*TEXT TO READ*.

──────────────────────────────

RESOLVED on October 12, 2001: Yes, applications can do alpha blending, albeit with possible
performance penalties over using the fixed functionality blending operations.
REOPENED on July 9, 2002: This issue is related to Issue (23) which remains open, so this issue
should also remain open.
Another possibility would be to create an extension that allows more flexibility than the current alpha
blending allows, but would still be considered fixed functionality.
RESOLUTION: Issue 23) is resolved as allowing frame buffer reads, so this is once again resolved
allowing alpha blending, with the caveats listed above.
REOPENED on December 10, 2002. Issue 23 is re-resolved to disallow frame buffer reads.
RESOLUTION: No, applications cannot do alpha blending, because they cannot read alpha.
CLOSED on December 10, 2002.

My favorite part: "Issue 23 is re-resolved " ;) It looks like one of the advents of "programmable and flexible" hardware, is that it makes some things, um, less flexible. :!:
 
Something else...

Should precision hints be supported (e.g., using 16-bit floats or 32-bit floats)?
DISCUSSION: Standardizing on a single data type for computations greatly simplifies the
specification of the language. Even if an implementation is allowed to silently promote a reduced
precision value, a shader may exhibit different behavior if the writer had inadvertently relied on the
clamping or wrapping semantics of the reduced operator. By defining a set of reduced precision
types all we would end up doing is forcing the hardware to implement them to stay compatible.
When writing general programs, programmers have long given up worrying if it is more efficient to
do a calculation in bytes, shorts or longs and we do not want shader writers to believe they have to
concern themselves similarly. The only short term benefit of supporting reduced precision data types
is that it may allow existing hardware to run a subset of shaders more effectively.

──────────────────────────────

*INFORMATION PROVIDED*.

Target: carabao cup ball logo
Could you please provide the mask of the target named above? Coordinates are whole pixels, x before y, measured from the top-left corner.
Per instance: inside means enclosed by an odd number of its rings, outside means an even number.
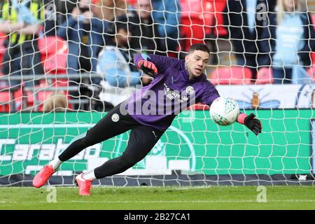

──────────────────────────────

*WRITTEN TASKS*.
1. According to the shader issues text, why can applications not do alpha blending under the final resolution?
2. Return everything in the shader issues text from "RESOLVED on October" down to "CLOSED on December 10, 2002.", copied word for word.

*TASK ANSWERS*.
1. Because they cannot read alpha.

2.
RESOLVED on October 12, 2001: Yes, applications can do alpha blending, albeit with possible
performance penalties over using the fixed functionality blending operations.
REOPENED on July 9, 2002: This issue is related to Issue (23) which remains open, so this issue
should also remain open.
Another possibility would be to create an extension that allows more flexibility than the current alpha
blending allows, but would still be considered fixed functionality.
RESOLUTION: Issue 23) is resolved as allowing frame buffer reads, so this is once again resolved
allowing alpha blending, with the caveats listed above.
REOPENED on December 10, 2002. Issue 23 is re-resolved to disallow frame buffer reads.
RESOLUTION: No, applications cannot do alpha blending, because they cannot read alpha.
CLOSED on December 10, 2002.